__Records excerpted from a collection__.
◇ ◇ ◇ ◇ ◇

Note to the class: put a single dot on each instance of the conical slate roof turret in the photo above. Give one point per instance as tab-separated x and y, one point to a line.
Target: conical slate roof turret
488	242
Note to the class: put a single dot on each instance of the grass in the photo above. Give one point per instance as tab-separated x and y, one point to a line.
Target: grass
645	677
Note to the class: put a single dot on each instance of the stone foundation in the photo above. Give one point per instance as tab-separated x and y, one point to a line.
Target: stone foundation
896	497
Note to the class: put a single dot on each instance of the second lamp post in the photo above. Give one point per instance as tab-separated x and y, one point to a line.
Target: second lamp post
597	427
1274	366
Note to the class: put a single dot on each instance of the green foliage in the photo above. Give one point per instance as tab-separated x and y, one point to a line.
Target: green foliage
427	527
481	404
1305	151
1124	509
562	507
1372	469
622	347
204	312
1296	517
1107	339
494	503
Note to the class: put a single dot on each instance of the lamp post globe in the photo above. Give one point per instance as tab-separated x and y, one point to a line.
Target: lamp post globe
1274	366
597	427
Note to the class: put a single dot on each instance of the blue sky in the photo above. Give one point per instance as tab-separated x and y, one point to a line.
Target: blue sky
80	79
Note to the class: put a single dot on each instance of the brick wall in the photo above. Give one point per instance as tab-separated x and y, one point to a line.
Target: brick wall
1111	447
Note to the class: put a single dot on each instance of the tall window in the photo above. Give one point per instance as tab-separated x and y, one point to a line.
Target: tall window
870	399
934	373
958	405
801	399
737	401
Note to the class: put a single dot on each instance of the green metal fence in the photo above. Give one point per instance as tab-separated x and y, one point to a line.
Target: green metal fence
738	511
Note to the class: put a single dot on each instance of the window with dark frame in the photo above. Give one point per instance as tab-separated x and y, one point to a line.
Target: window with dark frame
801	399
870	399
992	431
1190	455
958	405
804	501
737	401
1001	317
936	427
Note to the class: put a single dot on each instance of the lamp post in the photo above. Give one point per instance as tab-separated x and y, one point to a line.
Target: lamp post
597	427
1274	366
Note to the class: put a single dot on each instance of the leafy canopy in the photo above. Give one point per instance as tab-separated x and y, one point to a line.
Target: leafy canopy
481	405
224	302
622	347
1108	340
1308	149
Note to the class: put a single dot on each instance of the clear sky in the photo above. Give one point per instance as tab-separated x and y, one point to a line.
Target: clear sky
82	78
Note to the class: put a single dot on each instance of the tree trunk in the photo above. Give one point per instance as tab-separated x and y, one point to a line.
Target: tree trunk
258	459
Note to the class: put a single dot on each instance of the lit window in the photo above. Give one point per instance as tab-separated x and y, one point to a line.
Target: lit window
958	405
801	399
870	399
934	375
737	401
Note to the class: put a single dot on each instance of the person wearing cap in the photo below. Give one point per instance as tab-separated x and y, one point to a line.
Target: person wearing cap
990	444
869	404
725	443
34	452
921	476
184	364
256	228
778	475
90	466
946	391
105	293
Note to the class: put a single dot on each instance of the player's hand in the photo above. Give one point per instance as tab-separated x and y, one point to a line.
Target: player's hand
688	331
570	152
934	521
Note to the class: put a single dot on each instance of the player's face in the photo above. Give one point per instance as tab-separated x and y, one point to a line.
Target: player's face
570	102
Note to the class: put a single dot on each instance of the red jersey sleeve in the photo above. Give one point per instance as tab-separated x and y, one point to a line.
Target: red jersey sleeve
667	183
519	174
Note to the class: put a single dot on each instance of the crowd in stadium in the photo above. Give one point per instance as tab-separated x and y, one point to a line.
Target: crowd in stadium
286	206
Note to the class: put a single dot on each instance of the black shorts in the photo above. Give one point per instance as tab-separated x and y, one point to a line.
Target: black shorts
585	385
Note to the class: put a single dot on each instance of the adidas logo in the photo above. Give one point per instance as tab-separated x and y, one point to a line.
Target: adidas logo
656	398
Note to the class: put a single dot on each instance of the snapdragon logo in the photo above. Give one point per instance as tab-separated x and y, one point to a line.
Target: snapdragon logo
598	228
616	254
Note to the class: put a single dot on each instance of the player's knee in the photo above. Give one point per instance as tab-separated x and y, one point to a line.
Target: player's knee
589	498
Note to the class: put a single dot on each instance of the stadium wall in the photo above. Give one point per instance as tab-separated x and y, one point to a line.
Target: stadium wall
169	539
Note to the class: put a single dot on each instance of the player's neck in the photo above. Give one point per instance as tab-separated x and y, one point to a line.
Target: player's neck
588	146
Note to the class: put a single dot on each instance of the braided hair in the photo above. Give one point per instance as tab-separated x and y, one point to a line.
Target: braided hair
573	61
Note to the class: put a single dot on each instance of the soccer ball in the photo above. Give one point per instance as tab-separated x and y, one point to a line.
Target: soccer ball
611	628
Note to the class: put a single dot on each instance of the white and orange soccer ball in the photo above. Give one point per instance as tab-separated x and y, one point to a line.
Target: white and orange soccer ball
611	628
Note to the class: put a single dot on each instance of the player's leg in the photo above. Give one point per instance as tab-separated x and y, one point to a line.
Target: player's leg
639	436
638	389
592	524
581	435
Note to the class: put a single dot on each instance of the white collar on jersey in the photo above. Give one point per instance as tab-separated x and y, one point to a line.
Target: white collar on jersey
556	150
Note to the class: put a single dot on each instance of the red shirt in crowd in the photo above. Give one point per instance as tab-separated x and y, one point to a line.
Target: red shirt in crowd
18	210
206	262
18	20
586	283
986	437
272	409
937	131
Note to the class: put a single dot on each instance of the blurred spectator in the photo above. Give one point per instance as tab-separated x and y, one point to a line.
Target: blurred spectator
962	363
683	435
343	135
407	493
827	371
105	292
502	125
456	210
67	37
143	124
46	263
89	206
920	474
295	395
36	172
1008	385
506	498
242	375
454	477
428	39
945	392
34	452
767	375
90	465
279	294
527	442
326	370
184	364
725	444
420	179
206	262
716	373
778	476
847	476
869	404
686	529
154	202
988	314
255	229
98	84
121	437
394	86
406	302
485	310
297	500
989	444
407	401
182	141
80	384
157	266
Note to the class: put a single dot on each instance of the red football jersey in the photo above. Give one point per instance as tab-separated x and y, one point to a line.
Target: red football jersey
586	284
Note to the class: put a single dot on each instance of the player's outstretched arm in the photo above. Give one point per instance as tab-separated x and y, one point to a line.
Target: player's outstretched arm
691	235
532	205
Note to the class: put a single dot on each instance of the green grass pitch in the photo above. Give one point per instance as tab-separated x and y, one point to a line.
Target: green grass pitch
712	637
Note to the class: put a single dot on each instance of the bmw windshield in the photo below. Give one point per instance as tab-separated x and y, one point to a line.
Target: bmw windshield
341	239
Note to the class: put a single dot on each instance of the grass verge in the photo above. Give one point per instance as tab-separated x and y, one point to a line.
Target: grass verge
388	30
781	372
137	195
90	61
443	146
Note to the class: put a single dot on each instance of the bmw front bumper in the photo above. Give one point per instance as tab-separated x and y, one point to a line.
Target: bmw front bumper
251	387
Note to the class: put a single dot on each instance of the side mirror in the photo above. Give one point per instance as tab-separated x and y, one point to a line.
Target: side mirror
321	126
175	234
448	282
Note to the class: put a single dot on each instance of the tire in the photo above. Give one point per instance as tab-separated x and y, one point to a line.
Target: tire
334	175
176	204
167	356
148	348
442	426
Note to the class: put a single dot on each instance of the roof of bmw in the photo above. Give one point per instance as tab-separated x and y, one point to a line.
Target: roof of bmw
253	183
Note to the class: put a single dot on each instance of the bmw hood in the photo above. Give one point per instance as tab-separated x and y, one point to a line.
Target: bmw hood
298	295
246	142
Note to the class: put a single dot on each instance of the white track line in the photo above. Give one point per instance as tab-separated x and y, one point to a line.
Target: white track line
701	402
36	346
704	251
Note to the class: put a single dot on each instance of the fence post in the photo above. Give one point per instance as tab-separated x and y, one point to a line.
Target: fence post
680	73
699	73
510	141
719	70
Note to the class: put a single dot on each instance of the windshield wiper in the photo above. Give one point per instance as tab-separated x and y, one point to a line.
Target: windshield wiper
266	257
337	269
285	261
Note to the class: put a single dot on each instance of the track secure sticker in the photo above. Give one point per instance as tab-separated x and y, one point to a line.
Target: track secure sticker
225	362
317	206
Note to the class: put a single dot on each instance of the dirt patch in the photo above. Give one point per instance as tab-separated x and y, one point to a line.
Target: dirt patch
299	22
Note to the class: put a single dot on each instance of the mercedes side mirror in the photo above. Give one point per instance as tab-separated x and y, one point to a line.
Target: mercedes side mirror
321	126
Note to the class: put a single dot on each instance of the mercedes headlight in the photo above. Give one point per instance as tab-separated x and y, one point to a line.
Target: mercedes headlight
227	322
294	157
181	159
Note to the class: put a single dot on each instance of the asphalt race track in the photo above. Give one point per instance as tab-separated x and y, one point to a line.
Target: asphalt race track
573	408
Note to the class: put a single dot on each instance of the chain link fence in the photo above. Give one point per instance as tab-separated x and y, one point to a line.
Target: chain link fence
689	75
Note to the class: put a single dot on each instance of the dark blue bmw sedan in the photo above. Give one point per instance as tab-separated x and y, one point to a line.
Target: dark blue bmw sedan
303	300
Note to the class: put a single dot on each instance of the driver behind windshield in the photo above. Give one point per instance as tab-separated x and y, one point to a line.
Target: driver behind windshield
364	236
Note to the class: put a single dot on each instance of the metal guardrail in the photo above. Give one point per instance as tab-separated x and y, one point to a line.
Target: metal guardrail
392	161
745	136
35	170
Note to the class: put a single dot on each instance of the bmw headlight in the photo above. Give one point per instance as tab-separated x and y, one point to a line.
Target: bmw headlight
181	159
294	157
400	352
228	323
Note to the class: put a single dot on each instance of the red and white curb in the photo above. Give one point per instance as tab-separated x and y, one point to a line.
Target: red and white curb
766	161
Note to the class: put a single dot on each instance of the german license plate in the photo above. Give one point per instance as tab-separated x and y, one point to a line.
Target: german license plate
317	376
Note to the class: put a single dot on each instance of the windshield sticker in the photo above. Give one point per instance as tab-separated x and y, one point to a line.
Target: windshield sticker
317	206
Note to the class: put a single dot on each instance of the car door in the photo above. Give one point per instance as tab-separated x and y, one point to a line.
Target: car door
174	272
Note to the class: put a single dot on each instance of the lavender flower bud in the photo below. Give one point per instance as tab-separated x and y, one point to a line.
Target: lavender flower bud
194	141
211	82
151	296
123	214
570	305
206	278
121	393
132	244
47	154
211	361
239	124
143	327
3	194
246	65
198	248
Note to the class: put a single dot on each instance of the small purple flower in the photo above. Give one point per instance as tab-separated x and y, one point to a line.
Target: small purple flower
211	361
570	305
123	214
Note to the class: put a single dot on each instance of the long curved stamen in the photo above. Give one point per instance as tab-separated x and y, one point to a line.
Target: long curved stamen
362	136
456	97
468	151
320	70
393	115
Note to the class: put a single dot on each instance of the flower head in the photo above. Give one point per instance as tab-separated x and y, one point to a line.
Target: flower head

◇ ◇ ◇ ◇ ◇

__What is asked__. Reproduce the lines word for word, starting at the one holding "of the metal" and ending at the final line of the material above.

__Reply to the task__.
Note to the class: put a single dot on each instance of the metal guardrail in the photo above. Give one point per instance as tab-separated x and y, one point to a line.
Target: metal guardrail
392	161
745	136
35	170
Note to the class: put a single dot on each instance of the bmw headlight in the photo above. Give one point per instance as tab-separated x and y, one point to a line.
Target: bmw headlight
181	159
294	157
400	352
228	323
Note to the class: put a single dot on each instance of the red and white curb in the photo above. Give one point per instance as tab-separated x and y, one point to a line.
Target: red and white curb
766	161
Note to the class: put a single dot on each instance of the german license plate in the photo above. Give one point per instance as tab-separated x and y, one point to a line.
Target: german license plate
317	376
Note to the class: put a single dot on each instance of the windshield sticker in the photo above. Give one point per instance as tab-separated x and y, one point to a line.
Target: windshield sticker
317	206
Note to the class: put a single dot on each instance of the car door in the photo above. Give one point per instance as tab-separated x and y, one point to a line.
Target: car door
174	272
Note to the class: put a single dot on each instance of the lavender flower bud in the photo below. Give one point per instance as tab-separated x and y, one point to a line.
Target: lavender flower bud
194	141
211	82
151	296
123	214
570	305
206	278
121	393
132	244
47	154
211	361
239	124
143	327
3	194
246	65
198	248
Note to the class: put a single dot on each instance of the small purple flower in the photo above. Give one point per instance as tab-separated x and y, one point to a line.
Target: small purple flower
211	361
570	305
123	214
Note to the class: put a single dot on each instance of the long curved stamen in the photo above. Give one point per instance as tab-separated x and y, one point to a line.
Target: long curved stamen
362	136
456	97
468	151
320	70
393	115
Note to the class: put a single dot on each instance of the flower head in the photo above. Give one point per instance as tab-separated x and y, one point to a line.
Target: flower head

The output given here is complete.